Your objective ::
Leave out the pictures; transcribe all else exactly.

Available data ::
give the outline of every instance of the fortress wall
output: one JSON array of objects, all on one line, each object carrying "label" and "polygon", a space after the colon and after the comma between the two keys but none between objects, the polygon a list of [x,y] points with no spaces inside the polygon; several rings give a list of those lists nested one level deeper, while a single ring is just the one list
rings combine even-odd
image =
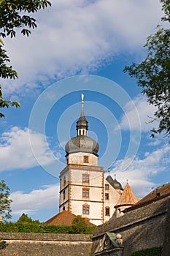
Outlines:
[{"label": "fortress wall", "polygon": [[90,235],[0,233],[7,246],[3,256],[88,256]]},{"label": "fortress wall", "polygon": [[169,199],[166,198],[97,227],[93,238],[92,252],[94,253],[104,233],[107,231],[122,235],[123,256],[129,256],[136,250],[163,245],[169,206]]}]

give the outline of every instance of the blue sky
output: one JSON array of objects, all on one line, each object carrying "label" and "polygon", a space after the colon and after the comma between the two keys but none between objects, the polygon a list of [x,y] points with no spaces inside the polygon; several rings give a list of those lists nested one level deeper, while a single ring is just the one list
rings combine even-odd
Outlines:
[{"label": "blue sky", "polygon": [[[155,108],[125,65],[145,56],[143,45],[163,13],[159,1],[52,1],[36,14],[28,38],[5,39],[19,80],[2,81],[21,102],[1,120],[0,175],[10,187],[12,220],[45,221],[58,212],[65,143],[76,135],[82,93],[99,165],[143,197],[169,181],[167,139],[150,138]],[[156,125],[156,124],[155,124]]]}]

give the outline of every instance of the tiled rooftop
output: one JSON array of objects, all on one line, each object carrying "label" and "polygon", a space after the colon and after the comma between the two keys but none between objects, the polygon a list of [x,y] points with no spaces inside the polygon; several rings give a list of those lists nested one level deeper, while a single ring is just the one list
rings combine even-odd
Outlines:
[{"label": "tiled rooftop", "polygon": [[134,195],[130,185],[127,184],[125,187],[115,208],[121,206],[134,206],[139,201],[139,199]]}]

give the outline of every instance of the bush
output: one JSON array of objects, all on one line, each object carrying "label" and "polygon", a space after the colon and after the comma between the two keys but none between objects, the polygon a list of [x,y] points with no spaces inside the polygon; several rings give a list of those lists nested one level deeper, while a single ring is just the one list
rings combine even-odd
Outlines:
[{"label": "bush", "polygon": [[140,251],[133,252],[130,256],[161,256],[163,246],[144,249]]}]

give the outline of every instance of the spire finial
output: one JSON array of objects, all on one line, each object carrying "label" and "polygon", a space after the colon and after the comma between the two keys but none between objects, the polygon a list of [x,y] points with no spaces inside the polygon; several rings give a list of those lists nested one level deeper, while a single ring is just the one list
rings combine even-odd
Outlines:
[{"label": "spire finial", "polygon": [[84,116],[84,97],[85,95],[83,94],[82,94],[82,111],[81,111],[81,116]]}]

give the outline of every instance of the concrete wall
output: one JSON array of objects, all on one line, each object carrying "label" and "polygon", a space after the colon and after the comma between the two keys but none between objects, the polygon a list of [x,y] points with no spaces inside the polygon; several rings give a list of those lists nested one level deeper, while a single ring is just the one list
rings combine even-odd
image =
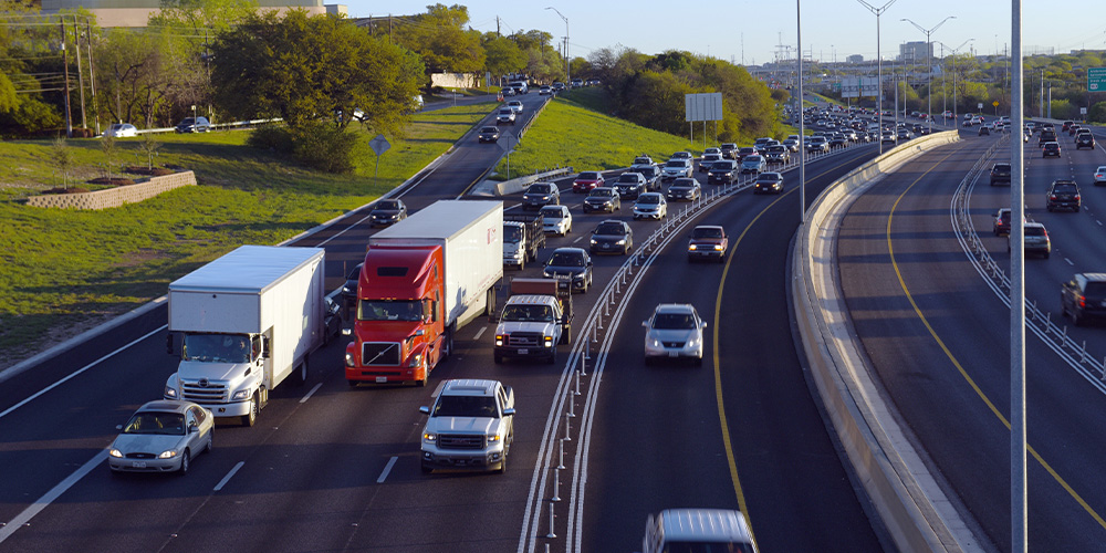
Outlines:
[{"label": "concrete wall", "polygon": [[27,205],[61,209],[108,209],[124,204],[136,204],[182,186],[196,186],[196,174],[192,171],[174,173],[164,177],[152,177],[146,182],[94,192],[31,196],[27,199]]}]

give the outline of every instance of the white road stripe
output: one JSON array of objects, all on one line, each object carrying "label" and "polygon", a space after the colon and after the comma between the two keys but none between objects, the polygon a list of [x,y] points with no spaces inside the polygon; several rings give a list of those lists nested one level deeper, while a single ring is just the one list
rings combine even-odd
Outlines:
[{"label": "white road stripe", "polygon": [[50,392],[50,390],[56,388],[58,386],[61,386],[63,383],[65,383],[70,378],[73,378],[74,376],[76,376],[76,375],[79,375],[81,373],[84,373],[85,371],[87,371],[87,369],[90,369],[90,368],[98,365],[104,359],[107,359],[108,357],[111,357],[111,356],[113,356],[113,355],[115,355],[115,354],[117,354],[117,353],[119,353],[119,352],[122,352],[122,351],[124,351],[124,349],[126,349],[126,348],[128,348],[128,347],[131,347],[131,346],[133,346],[133,345],[135,345],[135,344],[137,344],[137,343],[139,343],[139,342],[142,342],[142,341],[144,341],[146,338],[148,338],[148,337],[150,337],[150,336],[153,336],[154,334],[157,334],[157,333],[164,331],[167,326],[168,325],[161,325],[161,326],[159,326],[159,327],[150,331],[149,333],[143,335],[142,337],[135,338],[129,344],[127,344],[127,345],[125,345],[123,347],[119,347],[118,349],[116,349],[116,351],[114,351],[114,352],[112,352],[112,353],[109,353],[109,354],[107,354],[107,355],[105,355],[105,356],[103,356],[103,357],[101,357],[101,358],[98,358],[98,359],[96,359],[96,361],[94,361],[94,362],[92,362],[92,363],[90,363],[90,364],[87,364],[87,365],[85,365],[85,366],[83,366],[83,367],[74,371],[73,373],[71,373],[65,378],[62,378],[61,380],[58,380],[58,382],[51,384],[50,386],[46,386],[45,388],[42,388],[41,390],[39,390],[33,396],[31,396],[31,397],[29,397],[29,398],[27,398],[27,399],[24,399],[24,400],[22,400],[22,401],[20,401],[18,404],[13,405],[13,406],[7,408],[3,413],[0,413],[0,418],[3,418],[4,415],[8,415],[9,413],[11,413],[11,411],[13,411],[13,410],[15,410],[15,409],[18,409],[18,408],[20,408],[20,407],[29,404],[29,403],[31,403],[32,399],[38,399],[39,396],[45,394],[46,392]]},{"label": "white road stripe", "polygon": [[312,396],[312,395],[313,395],[313,394],[314,394],[315,392],[317,392],[317,390],[319,390],[319,388],[322,388],[322,387],[323,387],[323,383],[319,383],[319,384],[316,384],[314,388],[311,388],[311,392],[309,392],[309,393],[307,393],[307,395],[303,396],[303,398],[302,398],[302,399],[300,399],[300,403],[301,403],[301,404],[302,404],[302,403],[306,403],[306,400],[307,400],[307,399],[311,399],[311,396]]},{"label": "white road stripe", "polygon": [[70,474],[65,480],[62,480],[58,486],[53,487],[45,495],[39,498],[38,501],[31,503],[30,507],[23,509],[23,512],[15,515],[14,519],[8,521],[8,524],[0,528],[0,543],[4,540],[11,538],[11,534],[15,533],[17,530],[23,526],[39,514],[40,511],[46,508],[50,503],[53,503],[55,499],[65,493],[73,484],[77,483],[85,474],[92,471],[92,469],[98,467],[107,458],[107,449],[102,449],[88,462],[84,463],[80,469],[76,469],[72,474]]},{"label": "white road stripe", "polygon": [[380,472],[380,478],[376,479],[376,483],[384,483],[384,480],[388,478],[388,472],[392,472],[392,467],[396,466],[396,460],[398,457],[393,457],[388,459],[388,463],[384,466],[384,472]]},{"label": "white road stripe", "polygon": [[219,491],[223,486],[227,486],[227,482],[238,473],[238,469],[242,468],[242,465],[246,465],[246,461],[238,461],[238,465],[234,465],[234,468],[230,469],[230,472],[227,472],[227,476],[222,477],[222,480],[219,480],[219,483],[215,484],[211,491]]}]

Task result ::
give the outline of every instance of the fortress wall
output: one JSON array of objects, all on one line, each object carrying "label" and "polygon", a space after the colon and after the comma between the two keys but none between objects, the polygon a list of [x,y] points with no spaces inside the polygon; several rings give a list of those lists nested one level deeper, while a single ring is just the one list
rings combine even-odd
image =
Outlines:
[{"label": "fortress wall", "polygon": [[90,235],[0,233],[7,246],[3,256],[88,256]]},{"label": "fortress wall", "polygon": [[169,199],[166,198],[97,227],[93,238],[92,252],[94,253],[104,233],[107,231],[122,235],[123,256],[129,256],[136,250],[163,245],[169,206]]}]

give the outline of every instance of the blue sky
output: one JSON array of objects, all on one line, each object carrying "label" and "polygon", a space after the colon and after the comma between the two keys but none between objects, the polygon a list of [x,y] points with no spaces inside the polygon; several rings give a list of those lists nested one level deeper, while a single ring is just the one list
rings combine even-odd
Outlines:
[{"label": "blue sky", "polygon": [[[155,108],[125,65],[145,56],[143,45],[163,13],[159,1],[52,1],[36,14],[28,38],[5,39],[19,80],[2,81],[21,102],[1,120],[0,175],[10,187],[12,220],[45,221],[58,212],[65,143],[76,135],[82,93],[99,165],[143,197],[169,181],[167,139],[150,138]],[[156,125],[156,124],[155,124]]]}]

give the outline of every instance of the tiled rooftop
output: one JSON array of objects, all on one line, each object carrying "label" and "polygon", a space after the colon and after the comma between the two keys but none between objects, the polygon a list of [x,y] points with no spaces inside the polygon; several rings give a list of those lists nested one level deeper, while a single ring is just the one list
rings combine even-odd
Outlines:
[{"label": "tiled rooftop", "polygon": [[134,195],[130,185],[127,184],[125,187],[115,208],[121,206],[134,206],[139,201],[139,199]]}]

give the outline of every instance of the bush
output: one JSON array of objects, all on one line, each object carrying "label" and "polygon", a space after the colon and after the comma between the two keys but none between objects, the polygon a list of [x,y] points with no spaces inside the polygon; several rings give a list of those lists nested one level deeper, while a single ring is just the one list
rings combine even-odd
Outlines:
[{"label": "bush", "polygon": [[140,251],[133,252],[130,256],[161,256],[163,246],[144,249]]}]

give the outline of every instance of the spire finial
output: one JSON array of objects, all on one line, each object carrying "label" and "polygon", a space after the colon and after the comma between the two keys but none between objects, the polygon a list of [x,y] points with no spaces inside the polygon; several rings give a list of those lists nested one level deeper, while a single ring is just the one list
rings combine even-odd
Outlines:
[{"label": "spire finial", "polygon": [[84,116],[84,97],[85,95],[83,94],[82,94],[82,111],[81,111],[81,116]]}]

give the outline of every instance of the concrete wall
output: one JSON array of objects, all on one line, each object carrying "label" and "polygon", a space after the colon and after the comma between the two keys but none between objects, the polygon a list of [x,y] points with no spaces inside the polygon; several rings give a list of those lists nested one level deeper, while a single ring is just the one list
rings combine even-odd
image =
Outlines:
[{"label": "concrete wall", "polygon": [[27,205],[61,209],[108,209],[124,204],[136,204],[182,186],[196,186],[196,174],[192,171],[174,173],[164,177],[152,177],[146,182],[94,192],[31,196],[27,199]]}]

give the outline of every instance of the white road stripe
output: one JSON array of objects, all on one line, each object carrying "label" and "polygon", a space after the colon and after the comma between the two keys but none between objects, the polygon a list of [x,y] points with no spaces inside the polygon; several rings give a list of those lists nested one level deeper, while a single ring is just the one list
rings combine even-odd
Outlines:
[{"label": "white road stripe", "polygon": [[50,392],[50,390],[56,388],[58,386],[61,386],[63,383],[65,383],[70,378],[73,378],[74,376],[76,376],[76,375],[79,375],[81,373],[84,373],[85,371],[87,371],[87,369],[90,369],[90,368],[98,365],[104,359],[107,359],[108,357],[111,357],[111,356],[113,356],[113,355],[115,355],[115,354],[117,354],[117,353],[119,353],[119,352],[122,352],[122,351],[124,351],[124,349],[126,349],[126,348],[128,348],[128,347],[131,347],[131,346],[133,346],[133,345],[135,345],[135,344],[137,344],[137,343],[139,343],[139,342],[142,342],[142,341],[144,341],[146,338],[148,338],[148,337],[150,337],[150,336],[153,336],[154,334],[157,334],[157,333],[164,331],[167,326],[168,325],[161,325],[161,326],[159,326],[159,327],[150,331],[149,333],[143,335],[142,337],[135,338],[129,344],[127,344],[127,345],[125,345],[123,347],[119,347],[118,349],[116,349],[116,351],[114,351],[114,352],[112,352],[112,353],[109,353],[109,354],[107,354],[107,355],[105,355],[105,356],[103,356],[103,357],[101,357],[101,358],[98,358],[98,359],[96,359],[96,361],[94,361],[94,362],[92,362],[92,363],[90,363],[90,364],[87,364],[87,365],[85,365],[85,366],[83,366],[83,367],[74,371],[73,373],[71,373],[65,378],[62,378],[61,380],[58,380],[58,382],[51,384],[50,386],[46,386],[45,388],[42,388],[41,390],[39,390],[33,396],[31,396],[31,397],[29,397],[29,398],[27,398],[27,399],[24,399],[24,400],[22,400],[22,401],[20,401],[18,404],[13,405],[13,406],[7,408],[3,413],[0,413],[0,418],[3,418],[4,415],[8,415],[9,413],[11,413],[11,411],[13,411],[13,410],[15,410],[15,409],[18,409],[18,408],[20,408],[20,407],[29,404],[29,403],[31,403],[32,399],[38,399],[39,396],[45,394],[46,392]]},{"label": "white road stripe", "polygon": [[312,396],[312,395],[313,395],[313,394],[314,394],[315,392],[317,392],[317,390],[319,390],[319,388],[322,388],[322,387],[323,387],[323,383],[319,383],[319,384],[316,384],[314,388],[311,388],[311,392],[309,392],[309,393],[307,393],[307,395],[303,396],[303,398],[302,398],[302,399],[300,399],[300,403],[301,403],[301,404],[302,404],[302,403],[306,403],[306,400],[307,400],[307,399],[311,399],[311,396]]},{"label": "white road stripe", "polygon": [[70,474],[65,480],[62,480],[58,486],[53,487],[45,495],[39,498],[38,501],[31,503],[30,507],[23,509],[23,512],[15,515],[14,519],[8,521],[8,524],[0,528],[0,543],[4,540],[11,538],[11,534],[15,533],[17,530],[23,526],[39,514],[40,511],[46,508],[50,503],[53,503],[55,499],[65,493],[73,484],[77,483],[85,474],[92,471],[92,469],[98,467],[107,458],[107,449],[102,449],[88,462],[84,463],[80,469],[76,469],[72,474]]},{"label": "white road stripe", "polygon": [[380,472],[380,478],[376,479],[376,483],[384,483],[384,480],[388,478],[388,472],[392,472],[392,467],[396,466],[396,460],[398,457],[393,457],[388,459],[388,463],[384,466],[384,472]]},{"label": "white road stripe", "polygon": [[219,491],[223,486],[227,486],[227,482],[238,473],[238,469],[242,468],[242,465],[246,465],[246,461],[238,461],[238,465],[234,465],[234,468],[230,469],[230,472],[227,472],[227,476],[222,477],[222,480],[219,480],[219,483],[215,484],[211,491]]}]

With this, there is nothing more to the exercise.